## START Input records
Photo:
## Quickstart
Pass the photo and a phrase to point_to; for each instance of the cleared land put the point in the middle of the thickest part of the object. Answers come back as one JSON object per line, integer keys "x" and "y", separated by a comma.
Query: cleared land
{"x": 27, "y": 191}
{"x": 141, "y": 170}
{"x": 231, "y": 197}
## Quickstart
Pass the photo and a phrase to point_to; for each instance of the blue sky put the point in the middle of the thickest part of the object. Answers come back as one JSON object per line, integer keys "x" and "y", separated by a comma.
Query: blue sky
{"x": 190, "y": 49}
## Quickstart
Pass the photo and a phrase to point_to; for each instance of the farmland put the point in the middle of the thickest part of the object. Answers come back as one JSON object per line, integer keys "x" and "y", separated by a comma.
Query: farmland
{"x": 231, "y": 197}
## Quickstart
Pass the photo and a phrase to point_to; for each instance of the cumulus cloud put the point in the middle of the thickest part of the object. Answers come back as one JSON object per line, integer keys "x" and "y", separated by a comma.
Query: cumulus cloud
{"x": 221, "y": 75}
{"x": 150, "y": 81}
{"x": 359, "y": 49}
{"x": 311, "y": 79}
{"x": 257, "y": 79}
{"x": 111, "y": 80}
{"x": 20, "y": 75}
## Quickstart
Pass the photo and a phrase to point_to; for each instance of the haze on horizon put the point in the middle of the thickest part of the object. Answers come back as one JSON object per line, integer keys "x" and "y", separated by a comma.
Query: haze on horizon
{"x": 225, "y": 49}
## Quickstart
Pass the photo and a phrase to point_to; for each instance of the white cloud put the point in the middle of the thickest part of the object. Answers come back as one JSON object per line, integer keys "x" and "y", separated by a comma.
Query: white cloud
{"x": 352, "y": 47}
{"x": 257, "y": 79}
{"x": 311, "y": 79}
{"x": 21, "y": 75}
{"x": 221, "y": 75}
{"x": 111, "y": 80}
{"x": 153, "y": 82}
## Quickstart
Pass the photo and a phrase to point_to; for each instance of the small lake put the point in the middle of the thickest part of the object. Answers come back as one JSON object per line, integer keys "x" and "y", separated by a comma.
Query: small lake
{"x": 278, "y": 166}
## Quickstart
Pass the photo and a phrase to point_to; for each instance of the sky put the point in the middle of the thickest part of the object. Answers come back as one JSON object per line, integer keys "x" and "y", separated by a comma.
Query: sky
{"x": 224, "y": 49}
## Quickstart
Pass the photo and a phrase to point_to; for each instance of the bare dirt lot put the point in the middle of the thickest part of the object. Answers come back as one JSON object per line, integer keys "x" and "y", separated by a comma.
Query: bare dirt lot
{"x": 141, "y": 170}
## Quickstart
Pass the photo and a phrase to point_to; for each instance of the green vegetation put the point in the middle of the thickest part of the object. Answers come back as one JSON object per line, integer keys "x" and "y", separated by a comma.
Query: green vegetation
## END Input records
Exercise requirements
Repeat each entry word for word.

In response
Photo:
## Quickstart
Pass the photo and a phrase to point_to; for each instance of the cleared land put the point in the middle of the thickest part of the object. Answers come back as one JSON object per line, integer keys "x" and "y", separated by a comma.
Query: cleared land
{"x": 27, "y": 191}
{"x": 141, "y": 170}
{"x": 231, "y": 197}
## Quickstart
Pass the photo and a phrase to point_to; for each instance of the blue sky put the point in the middle of the thickest part of the object. Answers come back as one JSON object per line, integer keys "x" and "y", separated by a comma.
Query: blue sky
{"x": 190, "y": 49}
## Quickstart
Pass the photo and a phrase to point_to; for each instance of the farmland put the point in the middle of the thickest part of the object. Answers come back as one JSON object per line, integer keys "x" and "y", separated by a comma.
Query: farmland
{"x": 231, "y": 197}
## Quickstart
Pass the photo and a phrase to point_to; for each instance of the cumulus cloud put the point in the middle of the thickest part of the object. Answers come back as one JSON object per line, integer keys "x" and "y", separated by a comma.
Query: cumulus cloud
{"x": 221, "y": 75}
{"x": 150, "y": 81}
{"x": 359, "y": 49}
{"x": 311, "y": 79}
{"x": 257, "y": 79}
{"x": 111, "y": 80}
{"x": 20, "y": 75}
## Quickstart
Pass the photo and a phrase to point_to; for each instance of the haze on horizon put the point in the middle of the thickest part of the object. Answers come back as one JSON object per line, integer keys "x" and "y", separated by a comma.
Query: haze on horizon
{"x": 225, "y": 49}
## Quickstart
Pass the photo and a phrase to point_to; for each instance of the white cloud put the point in the middle of the thickest part of the object. Answers come back as one JSON object per line, integer keys "x" and "y", separated by a comma.
Query: white cloud
{"x": 352, "y": 47}
{"x": 257, "y": 79}
{"x": 311, "y": 79}
{"x": 21, "y": 75}
{"x": 221, "y": 75}
{"x": 111, "y": 80}
{"x": 153, "y": 82}
## Quickstart
Pass the photo and a phrase to point_to; for each instance of the small lake put the point in the middle of the thickest part of the object. Answers come back as one JSON object per line, integer keys "x" and "y", separated by a comma.
Query: small lake
{"x": 278, "y": 166}
## Quickstart
Pass the photo and a phrase to point_to; for each instance of the sky put the point in the middle of the thickest part of the object. Answers come back as one JSON object per line, integer keys "x" and "y", separated by a comma.
Query: sky
{"x": 224, "y": 49}
## Quickstart
Pass the photo and a phrase to point_to; for each instance of the bare dirt lot put the point in the middle of the thickest part of the object. Answers come back as one JSON object per line, integer keys "x" and "y", separated by a comma.
Query: bare dirt lot
{"x": 141, "y": 170}
## Quickstart
Pass the photo and a phrase to point_to; for each instance of the green vegetation put the point in the middle of the thickest part of the object. Answers come back as one JSON object per line, integer keys "x" and "y", separated by a comma.
Query: green vegetation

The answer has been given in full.